#### What to work on:
Please write back every entry exactly, character for character.

BEGIN

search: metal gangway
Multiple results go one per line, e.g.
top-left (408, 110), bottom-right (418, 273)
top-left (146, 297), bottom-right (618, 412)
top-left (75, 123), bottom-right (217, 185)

END

#### Solution:
search: metal gangway
Multiple results go one per line, e.g.
top-left (408, 110), bottom-right (418, 273)
top-left (146, 297), bottom-right (618, 412)
top-left (75, 123), bottom-right (217, 185)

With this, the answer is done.